◆ Provided material
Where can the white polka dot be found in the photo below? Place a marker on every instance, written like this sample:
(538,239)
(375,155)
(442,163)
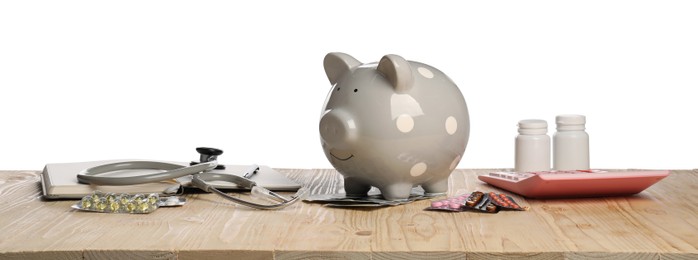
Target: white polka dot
(404,123)
(425,72)
(451,125)
(418,169)
(454,163)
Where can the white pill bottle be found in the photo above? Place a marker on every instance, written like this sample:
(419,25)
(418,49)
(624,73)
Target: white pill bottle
(532,147)
(570,143)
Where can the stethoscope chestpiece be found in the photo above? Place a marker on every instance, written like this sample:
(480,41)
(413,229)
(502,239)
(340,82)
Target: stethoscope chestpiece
(207,154)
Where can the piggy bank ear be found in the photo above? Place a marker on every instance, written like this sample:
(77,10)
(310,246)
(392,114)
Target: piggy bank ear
(397,70)
(337,63)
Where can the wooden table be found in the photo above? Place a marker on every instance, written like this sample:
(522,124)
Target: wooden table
(659,223)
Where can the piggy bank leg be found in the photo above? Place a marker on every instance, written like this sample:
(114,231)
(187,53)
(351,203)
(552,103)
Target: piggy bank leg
(399,191)
(355,188)
(436,187)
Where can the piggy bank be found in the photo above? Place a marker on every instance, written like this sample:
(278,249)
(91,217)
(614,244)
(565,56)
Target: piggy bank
(393,125)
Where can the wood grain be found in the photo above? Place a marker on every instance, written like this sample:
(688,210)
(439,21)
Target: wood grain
(659,223)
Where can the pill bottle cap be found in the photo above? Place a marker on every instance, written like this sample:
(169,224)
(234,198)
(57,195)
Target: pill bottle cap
(533,126)
(570,122)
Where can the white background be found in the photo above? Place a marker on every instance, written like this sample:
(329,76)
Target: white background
(93,80)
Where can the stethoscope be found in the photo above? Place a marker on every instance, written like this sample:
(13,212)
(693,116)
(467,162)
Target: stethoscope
(201,175)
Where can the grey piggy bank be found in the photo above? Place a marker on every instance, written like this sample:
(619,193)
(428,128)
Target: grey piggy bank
(393,125)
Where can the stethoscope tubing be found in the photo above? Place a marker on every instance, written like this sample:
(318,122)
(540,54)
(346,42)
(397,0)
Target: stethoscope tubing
(171,171)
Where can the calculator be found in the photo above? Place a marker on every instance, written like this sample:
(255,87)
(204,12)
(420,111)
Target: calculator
(578,183)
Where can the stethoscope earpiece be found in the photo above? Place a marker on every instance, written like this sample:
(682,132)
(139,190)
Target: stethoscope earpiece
(207,154)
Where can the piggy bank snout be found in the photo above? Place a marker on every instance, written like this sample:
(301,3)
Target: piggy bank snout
(338,129)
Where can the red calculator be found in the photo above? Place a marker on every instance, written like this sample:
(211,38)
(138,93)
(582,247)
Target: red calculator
(579,183)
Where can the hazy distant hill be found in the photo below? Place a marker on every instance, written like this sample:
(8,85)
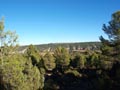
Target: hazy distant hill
(70,46)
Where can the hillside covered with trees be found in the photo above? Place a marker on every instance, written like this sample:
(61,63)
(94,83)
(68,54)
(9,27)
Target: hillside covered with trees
(62,69)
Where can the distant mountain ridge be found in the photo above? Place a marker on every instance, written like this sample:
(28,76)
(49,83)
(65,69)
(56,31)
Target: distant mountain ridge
(70,46)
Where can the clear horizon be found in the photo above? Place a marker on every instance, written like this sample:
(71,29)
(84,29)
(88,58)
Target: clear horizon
(56,21)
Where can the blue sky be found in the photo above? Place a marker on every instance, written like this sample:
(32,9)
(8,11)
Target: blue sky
(51,21)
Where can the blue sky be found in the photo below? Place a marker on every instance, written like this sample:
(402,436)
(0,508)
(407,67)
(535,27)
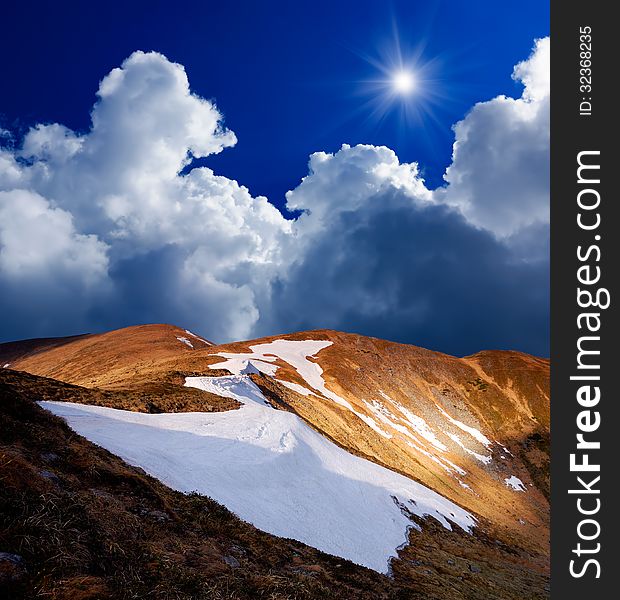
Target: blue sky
(291,79)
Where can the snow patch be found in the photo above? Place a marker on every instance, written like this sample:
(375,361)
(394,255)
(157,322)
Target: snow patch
(515,483)
(296,354)
(477,435)
(271,469)
(185,341)
(421,427)
(457,440)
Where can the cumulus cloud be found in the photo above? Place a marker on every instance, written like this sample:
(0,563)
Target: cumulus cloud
(117,220)
(499,176)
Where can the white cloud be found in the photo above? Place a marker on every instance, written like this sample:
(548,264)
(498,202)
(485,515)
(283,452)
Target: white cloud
(108,214)
(499,176)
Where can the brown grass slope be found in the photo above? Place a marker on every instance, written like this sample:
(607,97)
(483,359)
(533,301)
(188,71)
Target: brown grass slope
(88,526)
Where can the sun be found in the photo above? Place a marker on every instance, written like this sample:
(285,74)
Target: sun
(403,82)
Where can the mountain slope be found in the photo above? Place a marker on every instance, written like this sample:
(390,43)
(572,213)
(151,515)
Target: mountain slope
(474,430)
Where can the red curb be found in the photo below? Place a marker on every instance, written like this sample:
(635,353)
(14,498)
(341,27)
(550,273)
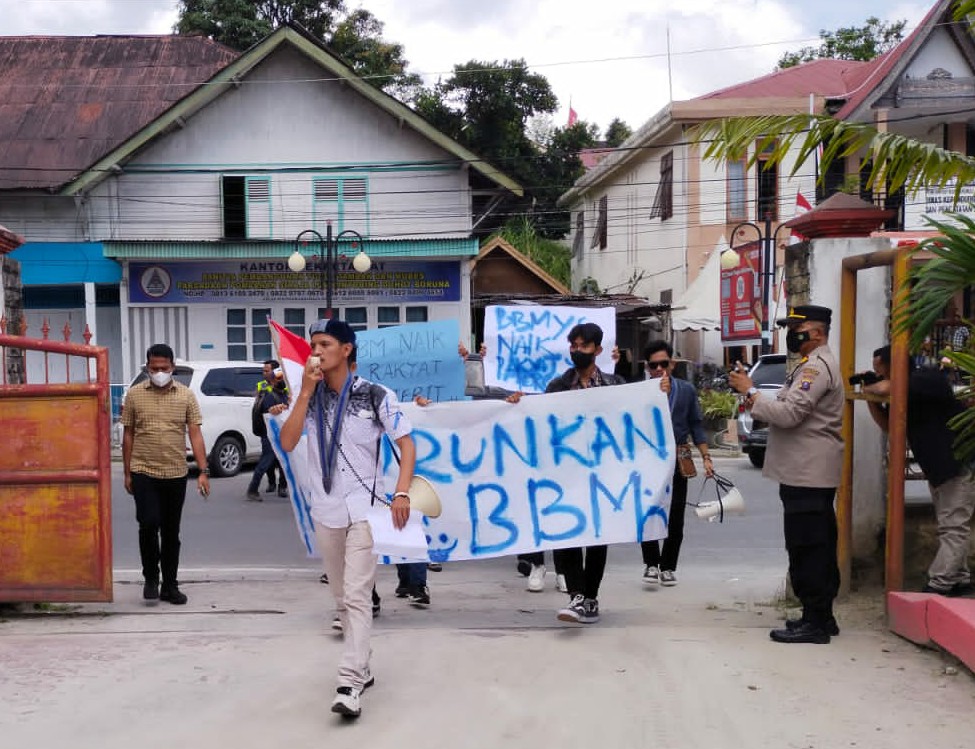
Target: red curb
(951,624)
(907,616)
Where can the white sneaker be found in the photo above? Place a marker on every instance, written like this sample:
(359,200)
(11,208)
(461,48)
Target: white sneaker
(651,574)
(536,578)
(346,702)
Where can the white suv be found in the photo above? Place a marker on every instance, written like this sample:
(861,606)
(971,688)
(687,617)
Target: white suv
(225,391)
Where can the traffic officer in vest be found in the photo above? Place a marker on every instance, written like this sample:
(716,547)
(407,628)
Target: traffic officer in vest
(804,455)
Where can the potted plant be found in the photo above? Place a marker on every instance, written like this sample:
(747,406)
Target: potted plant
(718,407)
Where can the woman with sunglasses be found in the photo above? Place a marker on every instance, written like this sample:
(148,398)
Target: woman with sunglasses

◆ Exercise goal
Would you mind returning each entry above word for word, skipping the images?

◆ Final answer
Where can the white polka dot be found in the photo below? Place a marker on every instance, written like this sample:
(538,239)
(375,155)
(442,163)
Target: white polka dot
(404,123)
(425,72)
(451,125)
(418,169)
(454,163)
Where can the white pill bottle be found in the photo above? Place a marker on every instance, written like this sample:
(419,25)
(418,49)
(624,73)
Target: white pill bottle
(532,147)
(570,143)
Where can the stethoscope chestpiece be found in the photo above? Place a marker on every instance, written like this sample:
(480,41)
(413,229)
(502,239)
(340,82)
Target: stethoscope chestpiece
(207,154)
Where can the piggy bank ear be found in the photo above? Place a marker on every instance, written like this sample:
(77,10)
(310,246)
(392,114)
Target: piggy bank ear
(397,70)
(337,63)
Where can the wooden table be found in the photo above? Place a marker on every instance, written like this sample:
(522,124)
Target: wooden table
(659,223)
Where can the piggy bank leg be found in the photo above? Place a marker on every instance, written like this sample:
(114,231)
(187,53)
(351,203)
(552,103)
Target: piggy bank leg
(399,191)
(355,188)
(436,187)
Where can the piggy bank be found in the photo above? Place a marker on every instance, written like this sample:
(278,249)
(91,217)
(614,244)
(565,56)
Target: piggy bank
(393,125)
Where can the wood grain be found in the photo above? Place a marker on every instance, written like this sample:
(688,210)
(439,21)
Target: wood grain
(659,223)
Where can the pill bottle cap be found in the photo above? Place a marker on every instance, written like this sample:
(169,224)
(234,198)
(57,195)
Target: pill bottle cap
(533,126)
(570,122)
Where can the white background be found in the photo above? Place a marker on every instance, written like this sample:
(329,76)
Target: white background
(93,80)
Where can the stethoscope be found in the photo above? Place a marker on every instance, written like this sample:
(13,212)
(693,116)
(467,162)
Target: stethoscope
(201,175)
Where can the grey piggy bank be found in the photo above? Place a marker on every instance, written like this sample:
(619,193)
(428,128)
Target: grey piggy bank
(393,125)
Where can the stethoscope tubing be found in the photo above? Place a marker on every instance, written like this sample:
(318,122)
(540,54)
(346,42)
(397,0)
Target: stethoscope tubing
(171,171)
Where can the calculator be found in the photo above? Place a marker on every instance, written like this sample:
(255,87)
(204,12)
(420,111)
Target: calculator
(578,183)
Where can the stethoscope earpiece be found in the photo above? Place a marker on every instance, written like this sample:
(682,132)
(139,190)
Target: stethoscope earpiece
(207,154)
Where can the piggy bank snout be found in the photo above? Place a marker on every instance, written like this sample:
(301,3)
Target: piggy bank snout
(338,129)
Where can the red calculator be found in the photo above? Place a marker on every instance, written like this sample:
(211,38)
(138,93)
(582,247)
Target: red calculator
(579,183)
Where can the hazy distant hill be found in the photo below? Place a marker on every instance, written like this sample:
(8,85)
Target: hazy distant hill
(70,46)
Where can the hillside covered with trees be found in the photo above? Place a marker on every instance, written like this sample:
(61,63)
(94,83)
(68,54)
(9,27)
Target: hillside covered with trees
(62,69)
Where can the distant mountain ridge be found in the photo above? Place a marker on every instance, written like this sample:
(28,76)
(49,83)
(65,69)
(56,31)
Target: distant mountain ridge
(70,46)
Where can the clear horizon be found in the photo above? Place a marker on every instance, written like this sample:
(71,29)
(84,29)
(88,58)
Target: clear horizon
(56,21)
Where can the blue sky be found in the photo above? Place a marker on every instance, written like this sample:
(32,9)
(8,11)
Target: blue sky
(51,21)
Where can the blue sky be found in the photo below? Place a marker on every instance, written like this sample:
(402,436)
(0,508)
(407,67)
(535,27)
Target: blue sky
(291,79)
Where can the snow patch be found in the photo above? Place a marker on every instance, written like this sample:
(375,361)
(394,255)
(157,322)
Target: snow patch
(515,483)
(296,354)
(477,435)
(271,469)
(185,341)
(421,427)
(457,440)
Where can the cumulus cloud be found in the photo above? Place a marker on every instance, written like this sample:
(0,563)
Target: cumulus cloud
(117,220)
(499,176)
Where can the white cloud be found in the photo above? Place a marker on every instance, written like this sample:
(548,264)
(498,202)
(485,515)
(283,452)
Target: white cloud
(108,214)
(499,176)
Where can the brown grass slope be found in the photo above? Place a marker on every instance, written like this sample:
(607,97)
(483,359)
(533,301)
(188,71)
Target: brown grass slope
(88,526)
Where can the sun be found in the photo above? Place a marker on every instance, written like this sample:
(285,74)
Target: sun
(403,82)
Where can the mountain slope be found in the photo above? Place a marker on every instance, written like this sample:
(390,43)
(572,213)
(151,515)
Target: mountain slope
(474,430)
Where can the red curb be found in the photo below? Place a marker on every instance, written like this sample:
(635,353)
(14,498)
(341,27)
(550,273)
Target: red curb
(951,624)
(907,616)
Where can the white sneaker be found in the photo above? Place a marker on every instance, written like this sample:
(359,200)
(11,208)
(461,48)
Target: white sneaker
(651,574)
(536,578)
(346,702)
Where can the white suv be found in the photo above? Place a marker on every instance, written like this sample:
(861,606)
(971,688)
(687,617)
Target: white suv
(225,391)
Where can the traffic officer in vest be found in the photo above? Place a marker on every instance, written like this sample:
(716,547)
(407,628)
Target: traffic officer in vest
(804,455)
Where can the potted plant be found in the photo above? Place a marker on every instance, written like this sample:
(747,406)
Target: potted plant
(718,407)
Where can the woman with sunglasses be found in the photo above? Place a marker on every instance, written like this sample:
(148,398)
Target: woman with sunglasses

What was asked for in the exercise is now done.